Records from a dataset
──────
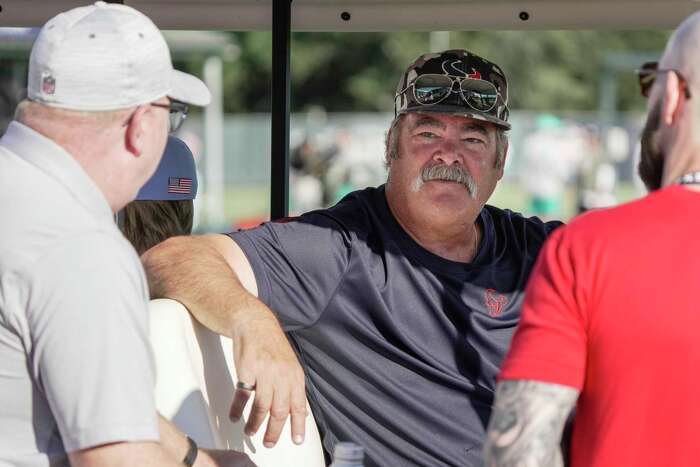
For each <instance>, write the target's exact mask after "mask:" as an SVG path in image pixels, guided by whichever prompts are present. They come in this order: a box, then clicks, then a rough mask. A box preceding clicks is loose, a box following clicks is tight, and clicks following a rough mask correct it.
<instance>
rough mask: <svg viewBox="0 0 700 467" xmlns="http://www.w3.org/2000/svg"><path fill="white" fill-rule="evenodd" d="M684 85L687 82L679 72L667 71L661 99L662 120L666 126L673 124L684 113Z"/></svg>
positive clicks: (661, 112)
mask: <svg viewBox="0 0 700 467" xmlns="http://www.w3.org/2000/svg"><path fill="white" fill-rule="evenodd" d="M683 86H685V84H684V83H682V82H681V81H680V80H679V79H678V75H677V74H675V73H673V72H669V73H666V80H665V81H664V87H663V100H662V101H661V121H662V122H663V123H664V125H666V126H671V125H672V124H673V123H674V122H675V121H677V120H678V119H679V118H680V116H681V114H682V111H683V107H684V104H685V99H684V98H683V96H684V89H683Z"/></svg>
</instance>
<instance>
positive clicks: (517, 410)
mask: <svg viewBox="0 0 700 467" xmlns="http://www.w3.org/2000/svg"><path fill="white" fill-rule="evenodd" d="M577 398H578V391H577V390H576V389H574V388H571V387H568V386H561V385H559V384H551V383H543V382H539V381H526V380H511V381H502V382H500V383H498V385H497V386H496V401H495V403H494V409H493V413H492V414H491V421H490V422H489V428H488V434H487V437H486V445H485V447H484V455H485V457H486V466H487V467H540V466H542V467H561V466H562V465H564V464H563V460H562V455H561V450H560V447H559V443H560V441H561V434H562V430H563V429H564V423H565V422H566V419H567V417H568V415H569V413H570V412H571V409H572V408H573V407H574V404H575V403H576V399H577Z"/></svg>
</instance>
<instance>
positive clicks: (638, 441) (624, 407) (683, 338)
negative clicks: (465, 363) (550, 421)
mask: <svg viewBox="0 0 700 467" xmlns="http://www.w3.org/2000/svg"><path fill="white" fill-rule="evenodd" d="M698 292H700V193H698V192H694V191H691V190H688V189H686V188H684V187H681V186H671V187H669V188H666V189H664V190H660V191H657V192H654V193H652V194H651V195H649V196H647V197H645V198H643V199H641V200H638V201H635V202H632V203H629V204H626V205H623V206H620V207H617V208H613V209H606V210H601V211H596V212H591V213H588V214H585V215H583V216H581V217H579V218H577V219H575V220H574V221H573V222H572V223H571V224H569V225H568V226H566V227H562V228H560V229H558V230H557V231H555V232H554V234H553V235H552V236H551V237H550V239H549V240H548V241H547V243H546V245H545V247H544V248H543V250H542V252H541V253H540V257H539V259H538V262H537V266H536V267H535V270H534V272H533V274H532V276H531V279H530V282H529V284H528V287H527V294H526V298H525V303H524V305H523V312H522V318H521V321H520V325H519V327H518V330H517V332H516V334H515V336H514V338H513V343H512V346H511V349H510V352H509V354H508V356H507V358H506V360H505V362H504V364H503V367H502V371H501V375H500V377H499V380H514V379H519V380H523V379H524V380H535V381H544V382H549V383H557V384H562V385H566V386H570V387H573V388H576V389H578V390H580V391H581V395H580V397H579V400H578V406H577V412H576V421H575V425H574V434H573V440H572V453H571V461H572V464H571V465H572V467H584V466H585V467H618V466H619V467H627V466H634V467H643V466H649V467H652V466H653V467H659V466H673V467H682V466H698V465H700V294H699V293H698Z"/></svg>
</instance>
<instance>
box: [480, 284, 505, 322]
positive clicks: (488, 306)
──────
**WHAT TO WORK ON**.
Every entry should be returned exactly as written, minus the pictures.

**ANSWER TO THIS TASK**.
For each <instance>, write the target's exact mask after "mask:" as an SVG path in image pixels, guided by whichever prompts are present. They come in this order: a box, then clicks, then a rough mask. A box preceding clicks is loose, a box following clicks is tight, and clicks following a rough mask correct it.
<instance>
rough mask: <svg viewBox="0 0 700 467" xmlns="http://www.w3.org/2000/svg"><path fill="white" fill-rule="evenodd" d="M684 85L687 82L679 72L667 71L661 99L662 120L666 126L673 124L684 113Z"/></svg>
positive clicks: (661, 112)
mask: <svg viewBox="0 0 700 467" xmlns="http://www.w3.org/2000/svg"><path fill="white" fill-rule="evenodd" d="M683 86H685V84H684V83H682V82H681V81H680V80H679V79H678V75H677V74H675V73H673V72H669V73H666V80H665V81H664V87H663V100H662V101H661V121H662V122H663V123H664V125H666V126H671V125H672V124H673V123H674V122H675V121H677V120H678V119H679V118H680V116H681V114H682V111H683V107H684V104H685V99H684V98H683V96H684V89H683Z"/></svg>
</instance>
<instance>
positive clicks: (517, 410)
mask: <svg viewBox="0 0 700 467" xmlns="http://www.w3.org/2000/svg"><path fill="white" fill-rule="evenodd" d="M577 398H578V391H577V390H576V389H574V388H571V387H568V386H561V385H559V384H551V383H543V382H539V381H526V380H511V381H502V382H500V383H498V385H497V386H496V401H495V403H494V409H493V413H492V414H491V421H490V422H489V428H488V434H487V437H486V445H485V447H484V455H485V457H486V466H487V467H540V466H542V467H561V466H562V465H564V464H563V460H562V455H561V450H560V447H559V443H560V441H561V434H562V430H563V429H564V423H565V422H566V419H567V417H568V415H569V413H570V412H571V409H572V408H573V407H574V404H575V403H576V399H577Z"/></svg>
</instance>
<instance>
positive clicks: (638, 441) (624, 407) (683, 338)
negative clicks: (465, 363) (550, 421)
mask: <svg viewBox="0 0 700 467" xmlns="http://www.w3.org/2000/svg"><path fill="white" fill-rule="evenodd" d="M698 292H700V193H698V192H694V191H691V190H688V189H686V188H684V187H681V186H671V187H669V188H666V189H664V190H660V191H657V192H654V193H652V194H651V195H649V196H647V197H645V198H643V199H641V200H638V201H635V202H632V203H629V204H626V205H623V206H620V207H617V208H613V209H606V210H601V211H596V212H591V213H588V214H585V215H583V216H581V217H579V218H577V219H575V220H574V221H573V222H572V223H571V224H569V225H568V226H566V227H562V228H560V229H558V230H557V231H555V232H554V234H553V235H552V236H551V237H550V239H549V240H548V241H547V243H546V245H545V247H544V248H543V250H542V252H541V253H540V257H539V259H538V262H537V266H536V267H535V270H534V272H533V274H532V276H531V279H530V282H529V284H528V287H527V294H526V298H525V303H524V305H523V312H522V318H521V321H520V325H519V327H518V330H517V332H516V334H515V336H514V338H513V343H512V346H511V349H510V352H509V354H508V356H507V358H506V360H505V362H504V364H503V367H502V371H501V375H500V377H499V380H514V379H519V380H523V379H524V380H535V381H544V382H549V383H557V384H562V385H566V386H570V387H573V388H576V389H578V390H580V391H581V395H580V397H579V400H578V406H577V412H576V421H575V425H574V434H573V440H572V453H571V461H572V464H571V465H572V467H584V466H585V467H618V466H619V467H627V466H634V467H643V466H649V467H652V466H653V467H659V466H673V467H682V466H698V465H700V294H699V293H698Z"/></svg>
</instance>
<instance>
box: [480, 284, 505, 322]
positive clicks: (488, 306)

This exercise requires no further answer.